╭─ Provided passage
The integrated model projects a substantial global technical capacity for EV battery grid storage, ranging from 32 to 62 TWh by 2050, depending on the scenario (STEP-NCX, SD-NCX, STEP-LFP, SD-LFP). The SD scenario, aligned with the Paris Agreement, exhibits nearly twice the capacity of the STEP scenario. The LFP scenario generally shows slightly higher cumulative capacity than the NCX scenario due to lower degradation rates across most regions. The growth in cumulative vehicle-to-grid and second-use capacity is projected to be substantial (a factor of 13-16 between 2030 and 2050), exceeding the growth rates anticipated in several projections of short-term grid storage demand. Technical capacity from either vehicle-to-grid or second-use alone is sufficient to meet projected demands by 2050. Analysis of vehicle-to-grid opportunities reveals that 21–26% of the global theoretical battery capacity could be available for V2G services by 2050, with driving demands being the most significant constraint (limiting available capacity by 57–63%). Battery degradation contributes to only a minor loss (5% on average). Real-world vehicle-to-grid capacity is largely dependent on participation rates; for example, reaching 10 TWh of storage capacity in 2050 requires participation rates of 38% (STEP-NCX) and 20% (SD-NCX). For second-use batteries, the model assumes 100% collection of retired batteries, with those having >70% SoH considered for repurposing. Annual technical second-use capacity is estimated to reach 2.1–4.8 TWh by 2050, with cumulative capacity reaching 14.8–31.5 TWh, assuming a 10-year lifespan. Utilization rates significantly impact actual second-use capacity. The study finds that combining vehicle-to-grid and second-use capacities, with participation and utilization rates of 50%, would yield a real-world capacity of 25–48 TWh by 2050. Meeting short-term storage demands by 2050 can be achieved with modest vehicle-to-grid participation rates (12–43%) in the absence of second-use batteries. If half of second-use batteries are utilized, the required vehicle-to-grid participation rate drops to below 10%. Even with a scenario assuming all BEVs have smaller 33 kWh batteries, EV batteries can still meet global short-term grid storage demand by 2050 with participation rates of 10–40% and half of second-use batteries utilized for stationary storage.

This study provides a contrasting perspective to previous research suggesting that large EV fleets may negatively impact grid stability. The findings demonstrate the substantial potential for EV batteries to enhance grid stability through both V2G and second-use applications. The projected technical capacity significantly exceeds projected storage demands, indicating a substantial opportunity for grid support. However, realizing this potential depends critically on market participation rates for V2G and utilization rates for second-use batteries. These rates may vary regionally based on factors like incentives and infrastructure. Even under conservative scenarios, EV batteries can satisfy short-term grid storage needs, potentially as early as 2030, depending on storage requirement estimates and participation rates. Policymakers should leverage this opportunity by implementing strategies to encourage market participation, including market-based incentives and regulations. Further research is needed to understand and address barriers to EV user participation in V2G markets.
╰─
╭─ Given information
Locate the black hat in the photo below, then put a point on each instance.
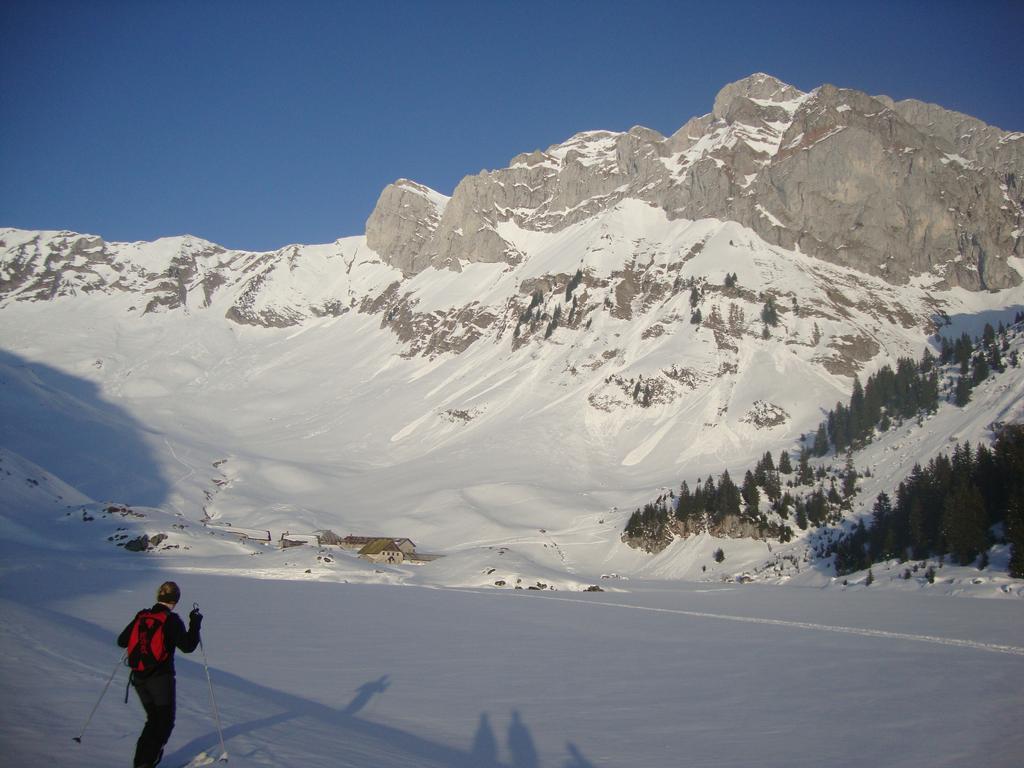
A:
(168, 593)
╰─
Decide whether each statement agrees with the text on EV batteries for grid storage, answering yes or no and quoting the deciding words from it. 1. Battery degradation is the most significant constraint on capacity available for vehicle-to-grid services. 2. The model assumes that all retired batteries are collected. 3. The SD scenario shows roughly half the capacity of the STEP scenario.

■ Answer for this exercise:
1. No: "with driving demands being the most significant constraint"
2. Yes: "the model assumes 100% collection of retired batteries"
3. No: "exhibits nearly twice the capacity of the STEP scenario"